Skip to main content

[en EspaƱol]

[These notes will eventually become part of a tech talk on video encoding. List of all articles in this series.]

The most important consideration in video encoding is choosing a video codec. A future article will talk about how to pick the one that's right for you, but for now I just want to introduce the concept and describe the playing field. (This information is likely to go out of date quickly; future readers, be aware that this was written in December 2008.)

When you talk about "watching a video," you're probably talking about a combination of one video stream, one audio stream, and possibly some subtitles or captions. But you probably don't have two different files; you just have "the video." Maybe it's an AVI file, or an MP4 file. These are just container formats, like a ZIP file that contains multiple kinds of files within it. The container format defines how to store the video and audio streams in a single file (and subtitles too, if any).

→ Information provided
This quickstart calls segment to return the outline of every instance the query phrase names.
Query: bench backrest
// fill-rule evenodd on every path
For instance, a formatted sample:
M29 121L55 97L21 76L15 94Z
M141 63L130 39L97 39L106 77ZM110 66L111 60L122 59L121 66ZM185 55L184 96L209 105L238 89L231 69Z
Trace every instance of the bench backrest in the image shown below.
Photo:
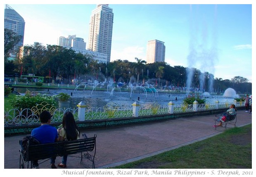
M26 161L45 159L55 156L92 151L95 148L96 137L28 146Z

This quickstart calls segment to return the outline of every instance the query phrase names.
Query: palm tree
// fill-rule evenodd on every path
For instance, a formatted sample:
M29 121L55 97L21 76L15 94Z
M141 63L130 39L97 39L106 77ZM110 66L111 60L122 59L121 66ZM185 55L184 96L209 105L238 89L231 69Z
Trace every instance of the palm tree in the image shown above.
M137 63L135 64L134 67L136 68L136 72L137 74L137 83L138 83L140 78L140 74L142 70L144 69L145 64L147 63L147 61L145 60L142 60L142 59L139 59L137 57L135 57L135 59L137 61Z
M159 88L160 87L160 78L163 77L164 73L164 67L161 66L159 66L158 67L158 70L156 71L156 76L159 78L158 88Z

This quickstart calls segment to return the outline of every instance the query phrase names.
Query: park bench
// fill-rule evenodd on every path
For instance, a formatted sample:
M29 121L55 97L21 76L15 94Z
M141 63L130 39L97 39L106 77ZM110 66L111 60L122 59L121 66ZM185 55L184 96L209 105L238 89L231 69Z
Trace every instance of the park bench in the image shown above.
M38 161L38 164L40 164L52 157L64 155L81 158L80 163L82 163L83 158L87 159L92 162L92 168L95 168L94 158L96 154L97 135L95 134L93 137L87 137L85 134L82 135L83 138L75 140L33 145L29 145L29 143L28 143L26 153L23 150L19 150L19 168L26 168L26 162L28 168L29 162L30 168L32 168L32 160L45 160ZM90 153L89 152L91 152ZM73 154L80 153L81 156L73 156Z
M222 123L222 127L225 127L225 130L227 130L227 124L231 124L233 125L235 125L235 127L236 127L236 123L237 123L237 113L233 115L228 115L226 117L226 120ZM215 125L216 125L218 123L218 124L219 122L218 121L218 119L219 118L222 117L223 114L220 114L220 116L216 115L215 117L217 117L217 118L214 119L215 120ZM216 130L216 128L218 127L215 127L215 130Z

→ What you are asked to do
Please return the stretch of the video codec article above from "The most important" through "in December 2008.)", copied word for word.

→ Output of the exercise
The most important consideration in video encoding is choosing a video codec. A future article will talk about how to pick the one that's right for you, but for now I just want to introduce the concept and describe the playing field. (This information is likely to go out of date quickly; future readers, be aware that this was written in December 2008.)